* [QUESTIONS DE LECTURE]
1) Traduisez en anglais cette phrase du texte à lire : « Vendredi dernier, Hurren a plaidé coupable à huit chefs d'accusation, dont sept pour armes à feu et un pour avoir volontairement causé plus de 100.000 dollars de dommages matériels. »
2) Reproduisez sans rien changer tout ce qui va de « L’État canadien continue » jusqu'à « (AP Photo/Evan Vucci) » dans le texte à lire.

----- TEXTE À LIRE

Dans un accord de plaidoyer avec celui qui a tenté d’assassiner Trudeau

L’État canadien continue de dissimuler l’attaque d’extrême droite dirigée contre le premier ministre

Le procès du réserviste d’extrême droite des Forces armées canadiennes Corey Hurren – qui a été arrêté le 2 juillet dernier suite à une tentative d’assassinat du premier ministre Justin Trudeau – est utilisé pour dissimuler le contexte politique, l’objectif et la portée de l’attentat manqué. Des forces puissantes au sein de l’appareil d’État s’efforcent d’enterrer les détails de ce qui s’est passé pour ne pas atteindre le public, afin de poursuivre la campagne de propagande officielle visant à banaliser l’incident, en le présentant comme les actions non planifiées d’un individu désorienté.

Le premier ministre canadien Justin Trudeau (AP Photo/Evan Vucci)

Vendredi dernier, Hurren a plaidé coupable à huit chefs d’accusation, dont sept pour armes à feu et un pour avoir volontairement causé plus de 100.000 dollars de dommages matériels. Les charges étaient sensiblement différentes et moins lourdes que celles initialement retenues contre le réserviste militaire de 46 ans.

----------
----- DONNÉES

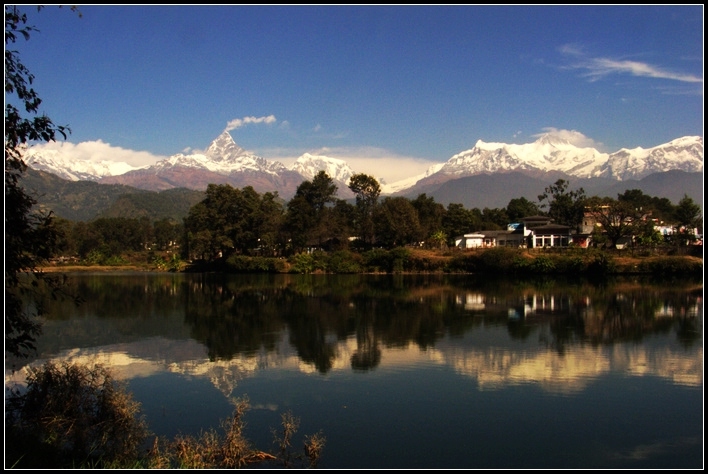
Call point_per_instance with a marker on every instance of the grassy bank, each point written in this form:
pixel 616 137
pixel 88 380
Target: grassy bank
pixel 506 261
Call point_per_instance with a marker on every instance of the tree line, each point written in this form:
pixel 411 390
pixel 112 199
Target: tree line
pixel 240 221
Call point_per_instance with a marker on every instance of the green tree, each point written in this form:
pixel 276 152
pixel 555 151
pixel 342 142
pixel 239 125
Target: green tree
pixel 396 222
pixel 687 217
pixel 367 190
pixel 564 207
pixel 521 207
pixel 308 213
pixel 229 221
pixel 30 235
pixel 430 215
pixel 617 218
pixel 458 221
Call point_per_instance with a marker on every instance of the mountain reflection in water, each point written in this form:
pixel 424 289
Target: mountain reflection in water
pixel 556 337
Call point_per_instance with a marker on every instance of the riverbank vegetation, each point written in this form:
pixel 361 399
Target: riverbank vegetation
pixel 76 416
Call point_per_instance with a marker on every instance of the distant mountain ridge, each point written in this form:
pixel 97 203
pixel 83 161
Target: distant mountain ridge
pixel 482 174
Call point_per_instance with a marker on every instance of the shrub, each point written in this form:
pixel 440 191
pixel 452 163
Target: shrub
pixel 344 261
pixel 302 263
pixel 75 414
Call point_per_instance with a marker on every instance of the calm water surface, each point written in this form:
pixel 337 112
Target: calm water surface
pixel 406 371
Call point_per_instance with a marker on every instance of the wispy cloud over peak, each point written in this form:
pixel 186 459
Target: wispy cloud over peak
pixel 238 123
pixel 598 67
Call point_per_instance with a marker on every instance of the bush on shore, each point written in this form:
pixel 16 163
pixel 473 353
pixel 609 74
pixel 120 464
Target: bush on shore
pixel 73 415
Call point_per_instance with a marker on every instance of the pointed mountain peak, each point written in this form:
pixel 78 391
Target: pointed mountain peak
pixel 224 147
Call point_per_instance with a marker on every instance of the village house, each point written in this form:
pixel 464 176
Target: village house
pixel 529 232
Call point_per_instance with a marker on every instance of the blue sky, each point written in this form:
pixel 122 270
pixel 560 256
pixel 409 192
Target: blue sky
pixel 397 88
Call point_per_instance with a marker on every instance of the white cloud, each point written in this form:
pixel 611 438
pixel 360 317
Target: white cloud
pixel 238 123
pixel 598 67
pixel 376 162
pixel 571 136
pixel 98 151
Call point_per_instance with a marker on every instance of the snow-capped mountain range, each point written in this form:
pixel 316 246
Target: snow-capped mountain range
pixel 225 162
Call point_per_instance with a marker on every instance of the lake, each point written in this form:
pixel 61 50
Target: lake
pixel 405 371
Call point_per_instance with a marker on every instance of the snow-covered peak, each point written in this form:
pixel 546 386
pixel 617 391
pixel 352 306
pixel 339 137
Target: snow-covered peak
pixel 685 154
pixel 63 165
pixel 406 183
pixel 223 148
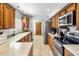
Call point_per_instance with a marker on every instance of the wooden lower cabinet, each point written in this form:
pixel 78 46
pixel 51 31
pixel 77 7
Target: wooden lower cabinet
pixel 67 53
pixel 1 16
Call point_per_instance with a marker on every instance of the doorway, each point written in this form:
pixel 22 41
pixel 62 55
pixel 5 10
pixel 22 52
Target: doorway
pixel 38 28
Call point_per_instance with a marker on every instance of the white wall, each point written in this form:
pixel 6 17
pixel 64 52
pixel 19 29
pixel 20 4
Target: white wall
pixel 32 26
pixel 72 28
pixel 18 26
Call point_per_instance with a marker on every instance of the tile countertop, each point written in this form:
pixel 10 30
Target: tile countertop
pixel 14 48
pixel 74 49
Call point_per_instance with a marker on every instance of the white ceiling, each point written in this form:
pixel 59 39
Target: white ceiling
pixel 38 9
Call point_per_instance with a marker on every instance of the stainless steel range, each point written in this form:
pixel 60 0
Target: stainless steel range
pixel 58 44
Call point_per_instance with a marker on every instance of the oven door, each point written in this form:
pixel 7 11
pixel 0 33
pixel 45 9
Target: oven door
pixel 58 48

----------

* [RÉPONSES AUX EXERCICES]
1) Last Friday, Hurren pleaded guilty to eight charges, seven of them firearms charges and one for willfully causing more than $100,000 in property damage.

2)
L’État canadien continue de dissimuler l’attaque d’extrême droite dirigée contre le premier ministre

Le procès du réserviste d’extrême droite des Forces armées canadiennes Corey Hurren – qui a été arrêté le 2 juillet dernier suite à une tentative d’assassinat du premier ministre Justin Trudeau – est utilisé pour dissimuler le contexte politique, l’objectif et la portée de l’attentat manqué. Des forces puissantes au sein de l’appareil d’État s’efforcent d’enterrer les détails de ce qui s’est passé pour ne pas atteindre le public, afin de poursuivre la campagne de propagande officielle visant à banaliser l’incident, en le présentant comme les actions non planifiées d’un individu désorienté.

Le premier ministre canadien Justin Trudeau (AP Photo/Evan Vucci)